- Yapılacak İşler -
**A.** Aşağıdaki sayfaya dayanarak şu soruları yanıtlayın. Yanıtları aynı işaretlerle, her birini ayrı satırda verin.
(i) Yinelenen başlığın altında hangi isim yer alıyor?
(ii) Kitabı hangi yayınevi yayımlamış?
(iii) Eser hangi meselelere odaklanıyor?
**B.** Lütfen aşağıdaki sayfada "Hüseyin Akkaya’nın 40" ile "dille okuyucuya aktarmaktadır." arasındaki bölümü, bu iki ifade de dahil olmak üzere, hiçbir değişiklik yapmadan yazıya geçirin.

- Sayfa -
• • • •

FEMTRAK – Dünya Dişidir, Dişi Dişlidir.

“Toprağından Koparılmış Yaşamlar” Üzerine

“Toprağından Koparılmış Yaşamlar” Üzerine

“Toprağından Koparılmış Yaşamlar” Üzerine

                                                                      Celâl İnal

Hüseyin Akkaya’nın 40 Kitap Yayınevi tarafından yayımlanan ve otobiyografik nitelikler taşıyan “Toprağından Koparılmış Yaşamlar” adlı ilk eseri, göç, kimlik, ve politik aidiyet meselelerine odaklanan tanıklıklar bütünüdür. Akkaya, eserinde, özellikle zorla yerinden  edilen halkların tarihsel deneyimlerini, onların topraklarından, kültürlerinden ve kimliklerinden koparılmalarını ele alarak, bu konular etrafında şekillenen bireysel ve toplumsal travmaları etkileyici bir dille okuyucuya aktarmaktadır.

• • • •

- Sağlanan Malzeme -
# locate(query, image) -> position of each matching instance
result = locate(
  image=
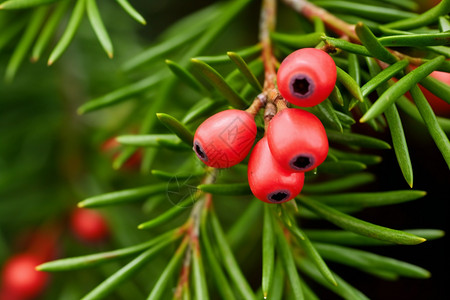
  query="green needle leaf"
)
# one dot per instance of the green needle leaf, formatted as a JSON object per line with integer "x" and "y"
{"x": 409, "y": 108}
{"x": 225, "y": 59}
{"x": 202, "y": 109}
{"x": 219, "y": 277}
{"x": 367, "y": 159}
{"x": 219, "y": 83}
{"x": 124, "y": 196}
{"x": 49, "y": 29}
{"x": 423, "y": 19}
{"x": 176, "y": 127}
{"x": 250, "y": 218}
{"x": 230, "y": 189}
{"x": 146, "y": 140}
{"x": 370, "y": 199}
{"x": 21, "y": 4}
{"x": 37, "y": 18}
{"x": 349, "y": 83}
{"x": 401, "y": 87}
{"x": 383, "y": 76}
{"x": 163, "y": 175}
{"x": 345, "y": 290}
{"x": 199, "y": 277}
{"x": 122, "y": 94}
{"x": 88, "y": 261}
{"x": 99, "y": 28}
{"x": 341, "y": 167}
{"x": 312, "y": 253}
{"x": 245, "y": 70}
{"x": 285, "y": 252}
{"x": 444, "y": 24}
{"x": 440, "y": 138}
{"x": 437, "y": 87}
{"x": 372, "y": 44}
{"x": 298, "y": 40}
{"x": 358, "y": 226}
{"x": 131, "y": 11}
{"x": 185, "y": 76}
{"x": 327, "y": 111}
{"x": 69, "y": 33}
{"x": 111, "y": 283}
{"x": 277, "y": 288}
{"x": 173, "y": 212}
{"x": 352, "y": 239}
{"x": 376, "y": 13}
{"x": 268, "y": 245}
{"x": 399, "y": 142}
{"x": 347, "y": 46}
{"x": 229, "y": 262}
{"x": 164, "y": 279}
{"x": 339, "y": 184}
{"x": 336, "y": 96}
{"x": 356, "y": 139}
{"x": 414, "y": 40}
{"x": 364, "y": 260}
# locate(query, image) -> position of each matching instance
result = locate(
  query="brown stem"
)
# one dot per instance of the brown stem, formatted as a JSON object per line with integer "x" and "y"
{"x": 266, "y": 26}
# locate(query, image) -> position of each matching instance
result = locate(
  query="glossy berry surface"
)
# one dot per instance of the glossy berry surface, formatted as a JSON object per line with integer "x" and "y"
{"x": 89, "y": 225}
{"x": 224, "y": 139}
{"x": 20, "y": 280}
{"x": 297, "y": 140}
{"x": 268, "y": 181}
{"x": 306, "y": 77}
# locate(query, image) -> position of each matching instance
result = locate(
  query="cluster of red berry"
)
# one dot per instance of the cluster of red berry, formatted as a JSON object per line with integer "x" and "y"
{"x": 19, "y": 278}
{"x": 295, "y": 140}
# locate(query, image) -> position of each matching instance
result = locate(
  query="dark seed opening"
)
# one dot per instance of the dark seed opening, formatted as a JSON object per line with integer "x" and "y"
{"x": 278, "y": 196}
{"x": 199, "y": 151}
{"x": 302, "y": 162}
{"x": 301, "y": 86}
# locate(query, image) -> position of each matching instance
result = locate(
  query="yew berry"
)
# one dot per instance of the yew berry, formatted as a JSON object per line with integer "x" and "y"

• • • •

- Görev Çıktıları -
**A.**
(i) Celâl İnal
(ii) 40 Kitap Yayınevi
(iii) Göç, kimlik ve politik aidiyet

**B.**
Hüseyin Akkaya’nın 40 Kitap Yayınevi tarafından yayımlanan ve otobiyografik nitelikler taşıyan “Toprağından Koparılmış Yaşamlar” adlı ilk eseri, göç, kimlik, ve politik aidiyet meselelerine odaklanan tanıklıklar bütünüdür. Akkaya, eserinde, özellikle zorla yerinden  edilen halkların tarihsel deneyimlerini, onların topraklarından, kültürlerinden ve kimliklerinden koparılmalarını ele alarak, bu konular etrafında şekillenen bireysel ve toplumsal travmaları etkileyici bir dille okuyucuya aktarmaktadır.